- _Task_
Reproduce word for word the stretch of the thread on sorting arrays that contain nulls from "For scalar values, a" through "not very useful.".
[start of Passage to read]
For example, what would be the result of sorting a list of 3 arrays: [[1, null, 2], [1, null, 3], [2, 3]]? [1, null, 2] is clearly less than [2, 3]. [1, null, 3] is also less than [2, 3]. Hence, [2, 3] goes last. Now, which of [1, null, 2], and [1, null, 3] goes first? This cannot be decided because it depends on what is that unknown value (NULL). It can be [1, 1, 2] vs. [1, 3, 3] or [1, 3, 2] vs. [1, 1, 3]. It is not possible to produce a sorted list of arrays if some of the arrays cannot be compared (e.g. comparator returns NULL).

For scalar values, a solution to this problem is to specify whether NULL values come first or last in the sorted list. This works because there is a single scalar value that doesn’t compare to other values (NULL). This solution doesn’t work for arrays because there are many values that do not compare to each other and therefore we cannot simply say that every value that compares as NULL goes first or last. In the example above, we can’t define whether the result should be [[1, null, 2], [1, null, 3], [2, 3]] or [[1, null, 3], [1, null, 2], [2, 3]] and having non-deterministic sort is… not very useful.

A possible solution is to say that sorting arrays that contain nulls is not supported and throw an exception if one or more arrays in the list contain nulls. The complete semantics than would be the following:

  • Comparing two arrays (=, <, >, <=, >=) returns true, false, or NULL (see details above).
  • Sorting lists of arrays is supported as long as none of the arrays contains a null (an array can be null, but cannot contain a null). Sorting uses < comparison defined above.

@duanmeng Thank you for sharing Spark results for array comparison. Is this the case that Spark never returns a NULL (if neither arrays are NULL)?

@mbasmanova I believe so.
[end of Passage to read]
[start of Data lines]
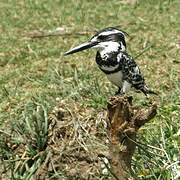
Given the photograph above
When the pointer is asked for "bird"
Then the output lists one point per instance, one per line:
(112, 59)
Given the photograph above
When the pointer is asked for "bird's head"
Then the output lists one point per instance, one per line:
(110, 38)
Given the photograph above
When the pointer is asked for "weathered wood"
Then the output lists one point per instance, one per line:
(124, 120)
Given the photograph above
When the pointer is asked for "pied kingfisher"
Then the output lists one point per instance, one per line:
(119, 67)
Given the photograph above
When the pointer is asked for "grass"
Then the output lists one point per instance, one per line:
(35, 79)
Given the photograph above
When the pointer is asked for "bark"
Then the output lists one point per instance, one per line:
(124, 120)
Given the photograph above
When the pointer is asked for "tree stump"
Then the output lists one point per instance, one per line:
(124, 120)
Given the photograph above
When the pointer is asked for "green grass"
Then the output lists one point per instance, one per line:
(35, 77)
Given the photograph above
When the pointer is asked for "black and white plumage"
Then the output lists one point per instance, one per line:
(119, 67)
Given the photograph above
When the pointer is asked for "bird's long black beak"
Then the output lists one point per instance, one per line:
(81, 47)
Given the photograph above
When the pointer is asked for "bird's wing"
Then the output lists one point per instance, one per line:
(131, 72)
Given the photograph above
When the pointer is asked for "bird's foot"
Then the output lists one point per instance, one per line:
(118, 93)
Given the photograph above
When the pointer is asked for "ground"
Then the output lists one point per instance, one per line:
(53, 106)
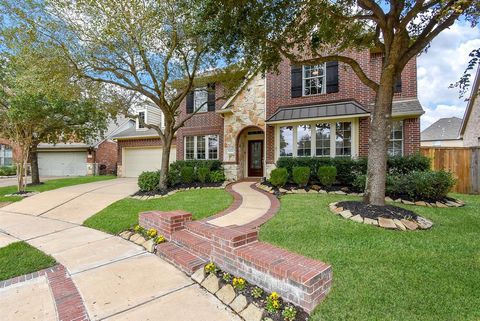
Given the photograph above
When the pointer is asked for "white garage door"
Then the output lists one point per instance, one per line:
(138, 160)
(62, 163)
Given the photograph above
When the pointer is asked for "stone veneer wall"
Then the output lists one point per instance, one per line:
(247, 111)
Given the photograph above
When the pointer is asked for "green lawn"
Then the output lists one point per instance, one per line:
(387, 275)
(124, 214)
(49, 185)
(20, 258)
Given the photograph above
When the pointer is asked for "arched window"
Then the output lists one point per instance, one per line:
(6, 155)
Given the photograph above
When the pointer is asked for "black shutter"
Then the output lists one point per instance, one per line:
(398, 85)
(211, 97)
(332, 77)
(190, 102)
(296, 81)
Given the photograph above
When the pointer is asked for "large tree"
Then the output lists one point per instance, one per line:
(155, 49)
(42, 101)
(316, 31)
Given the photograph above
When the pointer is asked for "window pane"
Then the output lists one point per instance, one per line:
(286, 141)
(343, 139)
(190, 147)
(200, 99)
(304, 140)
(212, 147)
(322, 139)
(200, 147)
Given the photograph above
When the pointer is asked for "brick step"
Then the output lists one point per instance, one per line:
(180, 257)
(201, 228)
(193, 242)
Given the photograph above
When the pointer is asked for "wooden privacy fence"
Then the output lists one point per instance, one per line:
(463, 162)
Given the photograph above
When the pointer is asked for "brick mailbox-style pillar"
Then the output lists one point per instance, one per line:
(166, 223)
(300, 280)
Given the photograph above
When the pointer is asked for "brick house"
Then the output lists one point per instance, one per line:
(320, 111)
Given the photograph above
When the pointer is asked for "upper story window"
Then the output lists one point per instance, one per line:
(6, 155)
(200, 100)
(142, 119)
(395, 146)
(314, 80)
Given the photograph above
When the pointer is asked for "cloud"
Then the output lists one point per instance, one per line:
(441, 65)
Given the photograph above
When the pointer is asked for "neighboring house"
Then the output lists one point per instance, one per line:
(445, 132)
(140, 148)
(319, 111)
(470, 129)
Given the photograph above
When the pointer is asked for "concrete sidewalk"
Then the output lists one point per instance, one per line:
(116, 279)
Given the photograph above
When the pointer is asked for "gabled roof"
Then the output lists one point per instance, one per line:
(442, 129)
(473, 95)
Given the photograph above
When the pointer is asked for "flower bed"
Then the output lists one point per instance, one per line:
(388, 217)
(249, 301)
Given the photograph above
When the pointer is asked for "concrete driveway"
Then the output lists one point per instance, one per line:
(117, 280)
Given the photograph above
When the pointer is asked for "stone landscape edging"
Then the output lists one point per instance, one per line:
(68, 302)
(386, 223)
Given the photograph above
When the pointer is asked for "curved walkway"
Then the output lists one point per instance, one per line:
(251, 208)
(116, 279)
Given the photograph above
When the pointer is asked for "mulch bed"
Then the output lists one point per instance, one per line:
(374, 212)
(177, 187)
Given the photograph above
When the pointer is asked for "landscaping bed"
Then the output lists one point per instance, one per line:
(381, 275)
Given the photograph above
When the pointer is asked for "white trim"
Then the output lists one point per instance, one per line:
(137, 122)
(319, 119)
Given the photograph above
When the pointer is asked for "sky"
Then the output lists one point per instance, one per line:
(442, 65)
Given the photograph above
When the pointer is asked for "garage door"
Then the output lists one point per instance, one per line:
(62, 163)
(138, 160)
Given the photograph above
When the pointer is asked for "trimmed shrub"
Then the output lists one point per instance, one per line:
(202, 174)
(188, 174)
(217, 176)
(148, 181)
(415, 186)
(327, 175)
(279, 177)
(301, 175)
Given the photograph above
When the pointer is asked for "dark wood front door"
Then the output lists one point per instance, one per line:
(255, 158)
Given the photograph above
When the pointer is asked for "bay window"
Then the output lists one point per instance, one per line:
(395, 145)
(201, 147)
(318, 139)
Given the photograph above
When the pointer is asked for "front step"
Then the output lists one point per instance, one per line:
(180, 257)
(193, 242)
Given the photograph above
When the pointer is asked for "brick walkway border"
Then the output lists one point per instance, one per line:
(68, 302)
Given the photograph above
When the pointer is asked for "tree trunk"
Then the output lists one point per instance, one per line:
(167, 144)
(378, 142)
(34, 165)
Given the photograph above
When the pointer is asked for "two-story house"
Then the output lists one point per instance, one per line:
(320, 111)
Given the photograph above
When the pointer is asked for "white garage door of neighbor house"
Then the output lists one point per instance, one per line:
(138, 160)
(62, 163)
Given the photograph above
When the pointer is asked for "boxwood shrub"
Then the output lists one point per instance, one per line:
(279, 177)
(415, 186)
(301, 175)
(348, 169)
(148, 181)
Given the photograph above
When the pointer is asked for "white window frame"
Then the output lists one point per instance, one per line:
(391, 139)
(204, 108)
(207, 151)
(324, 80)
(138, 120)
(333, 135)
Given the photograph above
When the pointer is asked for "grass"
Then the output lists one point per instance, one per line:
(124, 214)
(387, 275)
(50, 185)
(21, 258)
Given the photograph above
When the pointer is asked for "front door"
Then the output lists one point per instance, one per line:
(255, 158)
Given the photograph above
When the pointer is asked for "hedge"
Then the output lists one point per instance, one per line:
(348, 169)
[end of Data lines]
- _The output_
For scalar values, a solution to this problem is to specify whether NULL values come first or last in the sorted list. This works because there is a single scalar value that doesn’t compare to other values (NULL). This solution doesn’t work for arrays because there are many values that do not compare to each other and therefore we cannot simply say that every value that compares as NULL goes first or last. In the example above, we can’t define whether the result should be [[1, null, 2], [1, null, 3], [2, 3]] or [[1, null, 3], [1, null, 2], [2, 3]] and having non-deterministic sort is… not very useful.